— Begin DATA SUPPLIED —

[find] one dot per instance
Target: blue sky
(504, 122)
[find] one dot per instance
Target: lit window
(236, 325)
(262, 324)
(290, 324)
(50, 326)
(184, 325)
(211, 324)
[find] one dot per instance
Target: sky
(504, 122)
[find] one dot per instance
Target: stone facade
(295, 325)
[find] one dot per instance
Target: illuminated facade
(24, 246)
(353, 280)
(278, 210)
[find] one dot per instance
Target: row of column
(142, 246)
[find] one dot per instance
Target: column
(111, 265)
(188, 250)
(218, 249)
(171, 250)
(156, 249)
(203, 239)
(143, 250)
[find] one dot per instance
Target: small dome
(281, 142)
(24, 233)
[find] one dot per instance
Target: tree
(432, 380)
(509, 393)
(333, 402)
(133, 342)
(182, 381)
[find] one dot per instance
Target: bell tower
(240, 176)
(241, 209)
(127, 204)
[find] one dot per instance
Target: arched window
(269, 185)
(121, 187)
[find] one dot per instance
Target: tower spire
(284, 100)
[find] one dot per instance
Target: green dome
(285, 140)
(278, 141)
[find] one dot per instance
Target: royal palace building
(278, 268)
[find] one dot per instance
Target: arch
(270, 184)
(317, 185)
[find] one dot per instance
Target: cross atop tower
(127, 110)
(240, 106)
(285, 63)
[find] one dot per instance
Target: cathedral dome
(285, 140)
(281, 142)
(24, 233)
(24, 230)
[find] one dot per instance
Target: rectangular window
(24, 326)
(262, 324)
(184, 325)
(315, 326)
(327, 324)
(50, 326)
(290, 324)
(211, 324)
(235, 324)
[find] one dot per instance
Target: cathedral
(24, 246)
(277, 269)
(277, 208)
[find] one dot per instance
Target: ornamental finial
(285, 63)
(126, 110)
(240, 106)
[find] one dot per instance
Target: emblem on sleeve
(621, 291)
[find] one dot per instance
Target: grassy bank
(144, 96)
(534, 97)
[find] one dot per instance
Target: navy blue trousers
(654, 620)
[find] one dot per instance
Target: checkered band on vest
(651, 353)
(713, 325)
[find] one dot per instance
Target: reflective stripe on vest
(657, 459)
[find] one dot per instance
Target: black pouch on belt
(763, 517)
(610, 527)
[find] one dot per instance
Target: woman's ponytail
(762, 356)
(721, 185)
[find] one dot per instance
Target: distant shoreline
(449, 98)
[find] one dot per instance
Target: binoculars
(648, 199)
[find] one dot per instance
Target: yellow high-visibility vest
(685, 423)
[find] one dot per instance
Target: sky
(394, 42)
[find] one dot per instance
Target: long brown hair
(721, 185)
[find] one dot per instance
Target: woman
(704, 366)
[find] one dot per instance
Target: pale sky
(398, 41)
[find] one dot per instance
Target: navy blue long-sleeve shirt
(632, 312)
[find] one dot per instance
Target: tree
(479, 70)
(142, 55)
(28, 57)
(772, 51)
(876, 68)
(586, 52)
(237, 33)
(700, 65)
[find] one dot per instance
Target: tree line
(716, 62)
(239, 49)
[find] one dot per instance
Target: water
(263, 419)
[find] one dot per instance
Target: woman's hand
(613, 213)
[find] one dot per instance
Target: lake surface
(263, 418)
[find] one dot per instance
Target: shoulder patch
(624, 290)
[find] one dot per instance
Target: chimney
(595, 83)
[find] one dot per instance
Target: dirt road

— End DATA SUPPLIED —

Return the listing above in full, character for character.

- [RIGHT ANSWER]
[find] one dot per instance
Target: blue sky
(504, 122)
[find] one dot per instance
Target: lit window
(236, 325)
(262, 324)
(290, 324)
(50, 326)
(184, 325)
(211, 324)
[find] one dot per instance
Target: sky
(504, 122)
[find] one dot per instance
Target: stone facade
(295, 325)
[find] one dot per instance
Target: illuminated facade
(24, 246)
(353, 280)
(278, 210)
[find] one dot per instance
Target: row of column
(142, 246)
[find] one dot per instance
Target: column
(111, 265)
(188, 250)
(218, 249)
(171, 250)
(156, 249)
(203, 239)
(143, 250)
[find] one dot per instance
Target: small dome
(281, 142)
(24, 233)
[find] one dot per instance
Target: tree
(432, 380)
(509, 393)
(333, 402)
(133, 342)
(182, 381)
[find] one dot per instance
Target: bell tower
(240, 176)
(241, 209)
(127, 204)
[find] one dot per instance
Target: arched window
(269, 185)
(121, 187)
[find] one dot per instance
Target: tower spire
(284, 100)
[find] one dot per instance
Target: green dome
(285, 140)
(278, 141)
[find] one dot per instance
Target: royal palace building
(278, 268)
[find] one dot per instance
Target: arch
(270, 184)
(317, 185)
[find] one dot per instance
Target: cross atop tower
(127, 110)
(240, 106)
(285, 63)
[find] one dot per instance
Target: cathedral dome
(285, 140)
(281, 142)
(24, 233)
(24, 230)
[find] one dot per instance
Target: rectangular window
(24, 326)
(262, 324)
(184, 325)
(315, 326)
(327, 324)
(50, 326)
(290, 324)
(211, 324)
(235, 324)
[find] one dot per instance
Target: cathedral
(24, 246)
(277, 269)
(277, 208)
[find] one dot per instance
Target: ornamental finial
(285, 63)
(126, 110)
(240, 106)
[find] one dot per instance
Target: emblem on sleeve
(621, 291)
[find] one dot per instance
Target: grassy bank
(144, 96)
(534, 97)
[find] one dot per instance
Target: navy blue trousers
(654, 620)
[find] one dot per instance
Target: checkered band on vest
(651, 353)
(713, 325)
[find] one dot per instance
Target: reflective stripe on vest
(657, 459)
[find] one dot per instance
Target: black pouch on belt
(763, 517)
(610, 527)
[find] one dot per instance
Target: woman's ponytail
(762, 356)
(721, 185)
[find] one dot per instance
Target: distant shoreline
(449, 98)
[find] one dot per instance
Target: binoculars
(648, 199)
[find] one dot per instance
Target: yellow high-visibility vest
(685, 423)
[find] one dot per instance
Target: sky
(394, 42)
[find] one dot per instance
Target: long brown hair
(721, 185)
[find] one dot per instance
Target: woman
(704, 366)
[find] one dot per instance
Target: pale sky
(398, 41)
[find] one dot per instance
Target: navy blue long-sleeve shirt
(632, 312)
[find] one dot per instance
Target: tree
(479, 70)
(142, 55)
(28, 57)
(772, 51)
(876, 68)
(586, 52)
(237, 33)
(700, 65)
[find] one dot per instance
Target: tree line
(716, 62)
(239, 49)
[find] one dot per instance
Target: water
(263, 419)
[find] one dot per instance
Target: woman's hand
(613, 213)
[find] one dot per instance
Target: lake surface
(263, 418)
[find] one dot per instance
Target: shoulder patch
(624, 290)
[find] one dot per instance
Target: chimney
(595, 83)
[find] one dot per instance
Target: dirt road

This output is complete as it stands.